▶ [OPDRACHT]:
Geef alsjeblieft alle regels van de data opnieuw, vanaf de regel met "Task: locate the striped" tot en met de regel met "<point>22,91</point>". Tel daarbij -96 op bij elke coördinaat in de antwoorden en laat de rest ongewijzigd.

▶ [RUWE DATA]:
··········

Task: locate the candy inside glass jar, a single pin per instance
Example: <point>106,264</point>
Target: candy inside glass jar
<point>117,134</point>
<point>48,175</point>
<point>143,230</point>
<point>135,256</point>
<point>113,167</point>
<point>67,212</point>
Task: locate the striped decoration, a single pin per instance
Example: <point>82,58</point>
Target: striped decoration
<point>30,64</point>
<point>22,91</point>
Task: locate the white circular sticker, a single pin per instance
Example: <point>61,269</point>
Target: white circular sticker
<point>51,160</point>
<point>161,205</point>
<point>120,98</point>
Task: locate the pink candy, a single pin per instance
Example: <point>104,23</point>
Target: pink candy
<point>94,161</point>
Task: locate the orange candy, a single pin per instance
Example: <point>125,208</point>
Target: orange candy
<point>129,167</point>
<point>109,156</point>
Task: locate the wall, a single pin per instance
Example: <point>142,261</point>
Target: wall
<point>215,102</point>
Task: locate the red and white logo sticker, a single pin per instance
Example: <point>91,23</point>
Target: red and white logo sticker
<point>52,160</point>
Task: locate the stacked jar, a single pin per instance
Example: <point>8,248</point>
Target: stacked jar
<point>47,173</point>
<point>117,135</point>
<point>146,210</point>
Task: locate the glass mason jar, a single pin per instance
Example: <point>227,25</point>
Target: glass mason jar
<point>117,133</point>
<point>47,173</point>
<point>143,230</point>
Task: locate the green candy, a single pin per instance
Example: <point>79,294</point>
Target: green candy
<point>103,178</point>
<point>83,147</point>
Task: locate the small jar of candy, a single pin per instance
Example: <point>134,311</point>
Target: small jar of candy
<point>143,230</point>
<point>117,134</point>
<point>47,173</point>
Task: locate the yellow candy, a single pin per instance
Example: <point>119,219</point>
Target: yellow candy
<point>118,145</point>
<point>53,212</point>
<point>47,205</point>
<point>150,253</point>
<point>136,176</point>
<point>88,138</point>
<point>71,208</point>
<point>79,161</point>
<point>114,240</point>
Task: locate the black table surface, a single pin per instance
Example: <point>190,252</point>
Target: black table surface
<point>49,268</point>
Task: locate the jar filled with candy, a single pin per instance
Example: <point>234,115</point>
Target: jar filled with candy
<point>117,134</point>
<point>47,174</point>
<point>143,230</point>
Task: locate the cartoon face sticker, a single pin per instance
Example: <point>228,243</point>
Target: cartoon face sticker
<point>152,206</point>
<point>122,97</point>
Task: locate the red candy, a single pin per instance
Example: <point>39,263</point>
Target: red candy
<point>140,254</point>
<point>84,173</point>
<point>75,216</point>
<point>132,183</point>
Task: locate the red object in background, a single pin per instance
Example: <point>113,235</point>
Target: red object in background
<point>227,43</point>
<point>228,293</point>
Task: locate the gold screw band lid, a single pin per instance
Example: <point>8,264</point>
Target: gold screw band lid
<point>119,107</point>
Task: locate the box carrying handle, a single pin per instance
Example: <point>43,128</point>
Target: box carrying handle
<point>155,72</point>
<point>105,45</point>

··········

▶ [ANTWOORD HIERONDER]:
Task: locate the striped decoration, a single pin per instance
Example: <point>82,58</point>
Target: striped decoration
<point>-66,-32</point>
<point>-74,-5</point>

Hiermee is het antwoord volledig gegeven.